• Reading text:
-------

Ending seawater injection at two Prudhoe Bay drill sites and increasing seawater injection in the gas cap at the field will increase ultimate recovery from those drill sites, as well as increasing overall recovery by increasing field-wide pressure, field operator BP Exploration (Alaska) told the Alaska Oil and Gas Conservation Commission.

The company is applying to the commission to change depletion operations in a portion of the Prudhoe Bay miscible gas project to permanently cease seawater injection at drill sites 1 and 12 and transfer the seawater to another portion of the Prudhoe Oil Pool.

Frank Paskvan, a reservoir engineer and fieldwide team leader for Prudhoe Bay depletion planning, and reservoir engineer Gerrit Verbeek testified to the commission Jan. 21 on the application for what the company calls the Sea Water Optimization Plan, SWOP.

BP applied to make the change in December (see story in Dec. 29 issue of Petroleum News) and Paskvan said the testimony was to provide additional context for the application package.

SWOP benefits

BP itemized benefits of SWOP: expanding more efficient gas-based recovery mechanisms into Prudhoe waterflood areas in the drill sites 1 and 12 region; reducing waterflood impacts on the gravity drainage waterflood interaction boundary region; increasing fieldwide pressure by 50 psi over the life of the field; reducing injection management support work; will cause shut-in of Put River southern lobe, which is supported by a drill site 1 water injector; benefit is 20 million barrel oil recovery increase, result of 21 million gain from SWOP less 1 million from Put River southern lobe.

Gravity drainage

Gravity drainage, Paskvan told the commission, is at the heart of Prudhoe, with waterflood and miscible gas projects at the periphery, the boundary between them the gravity drainage waterflood interaction area, GDWFI, and the gas cap at the crest of the structure.

The SWOP area, primarily drill sites 1 and 12, is in southeastern portion of the field.

Seawater is injected at drill sites 1 and 12 and some at drill site 4, Paskvan said. All other injection is produced water because starting with seawater, produced water comes back, so other than those specific drill sites all the others in the Prudhoe Oil Pool are injecting produced water or miscible gas.

He said seawater diverted from drill sites 1 and 12 would go to the East Dock gas cap water injection project, also known as the pressure support initiative, which has been maintaining reservoir pressure at the field since 2002.

Gas-based recovery mechanisms are more efficient than waterflood, Paskvan said, and SWOP would reduce impacts of waterflood on the gravity drainage area because Prudhoe is a highly permeable reservoir and some of the injected water moves into the gravity drainage area.

Recovery mechanisms

Verbeek said original oil in place at Prudhoe was some 25 billion barrels, with 24 trillion cubic feet of free gas and an additional volume of some 16 tcf of gas in solution.

The current depletion plan attempts to keep the boundaries of the GDWFI stable, Verbeek said, which has resulted in a total field recovery of 50%, with 43% recovery from waterflood with miscible gas injection and 53% from gravity drainage supplemented with lean gas vaporization enhanced oil recovery.

Those differences in recovery are not driven by differences in investment or development history, he said, but occurred because gas is more efficient than water as a displacement mechanism for oil.

-------

• Dataset content:
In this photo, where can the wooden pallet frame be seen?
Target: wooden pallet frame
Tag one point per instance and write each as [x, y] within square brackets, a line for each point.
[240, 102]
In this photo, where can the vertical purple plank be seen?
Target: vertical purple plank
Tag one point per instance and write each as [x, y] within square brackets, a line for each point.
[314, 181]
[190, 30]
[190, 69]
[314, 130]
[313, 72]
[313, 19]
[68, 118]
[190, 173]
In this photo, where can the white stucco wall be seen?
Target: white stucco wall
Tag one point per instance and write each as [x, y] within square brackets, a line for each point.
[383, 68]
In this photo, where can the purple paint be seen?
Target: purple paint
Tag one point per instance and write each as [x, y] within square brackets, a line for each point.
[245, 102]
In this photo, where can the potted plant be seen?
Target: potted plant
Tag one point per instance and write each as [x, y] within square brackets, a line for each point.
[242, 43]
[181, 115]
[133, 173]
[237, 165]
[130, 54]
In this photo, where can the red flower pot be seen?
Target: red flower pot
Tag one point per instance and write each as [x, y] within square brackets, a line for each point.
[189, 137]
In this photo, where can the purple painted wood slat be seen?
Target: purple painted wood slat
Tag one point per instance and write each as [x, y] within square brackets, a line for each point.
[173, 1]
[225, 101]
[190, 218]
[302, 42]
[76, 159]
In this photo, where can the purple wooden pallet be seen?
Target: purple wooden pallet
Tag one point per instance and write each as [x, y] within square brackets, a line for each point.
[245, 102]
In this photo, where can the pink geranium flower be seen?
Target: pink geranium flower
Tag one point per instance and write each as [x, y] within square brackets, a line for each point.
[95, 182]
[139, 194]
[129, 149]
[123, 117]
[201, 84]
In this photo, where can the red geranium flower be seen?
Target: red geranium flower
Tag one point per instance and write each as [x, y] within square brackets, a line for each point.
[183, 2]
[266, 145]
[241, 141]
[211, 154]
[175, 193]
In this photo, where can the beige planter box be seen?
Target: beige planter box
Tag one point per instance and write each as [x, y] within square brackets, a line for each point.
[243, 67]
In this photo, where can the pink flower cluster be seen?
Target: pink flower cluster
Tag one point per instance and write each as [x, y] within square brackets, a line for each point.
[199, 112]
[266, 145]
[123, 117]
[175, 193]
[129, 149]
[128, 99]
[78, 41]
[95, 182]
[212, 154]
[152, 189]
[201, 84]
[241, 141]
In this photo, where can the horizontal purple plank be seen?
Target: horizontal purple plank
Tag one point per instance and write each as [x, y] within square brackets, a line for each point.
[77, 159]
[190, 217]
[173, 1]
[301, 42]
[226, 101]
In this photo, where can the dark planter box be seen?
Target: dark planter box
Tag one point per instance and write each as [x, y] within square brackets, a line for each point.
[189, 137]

-------

• Complete the following:
a – For each statement, say yes or no according to the Prudhoe Bay article, and quote its deciding words: (i) The pressure support initiative has kept up reservoir pressure at the field since 2002. (ii) The SWOP area lies in the northwestern portion of the field. (iii) Total field recovery under the current depletion plan is 50%.
b – Continue the Prudhoe Bay article from the point where it ends.
The records have no connection to the Prudhoe Bay article.

• Set of answers:
a –
(i) Yes: "which has been maintaining reservoir pressure at the field since 2002"
(ii) No: "is in southeastern portion of the field"
(iii) Yes: "which has resulted in a total field recovery of 50%"

b –
The core of the SWOP proposal, Verbeek said, is to remove the push from waterflood that is resisting gas moving down from the north, permitting gravity drainage to expand into the GDWFI area to allow gas-based recovery, the more efficient mechanism, to move into that area of the field.

Gas projects

Prudhoe production began with gravity drain gas cycling, Verbeek said. Then the central gas facility was built in 1986, enabling miscible injectant enhanced oil recovery in the waterflood area and enabling natural gas liquids production and lean gas vaporization.

The 1990s saw a series of gas handling expansions and an MI expansion, and more recently rich gas liquids have been targeted - focused on finding areas where gas has not been cycled that still have original condensate and gas liquids, he said.

Pattern waterflood was begun in 1981 and gas cap water injection - the seawater supplemental volume injection - in 2003.

Field wide pressure is now held constant at about 3,300 pounds per square inch from an initial pressure of 4,420 psi, Verbeek said.

Data from bottomhole pressures throughout the field fall primarily within a band of plus or minus 75 psi, he said, showing how connected Prudhoe is, and with high permeability and a lack of significant internal flow barriers, that allows pressure support for the field from somewhat remote areas.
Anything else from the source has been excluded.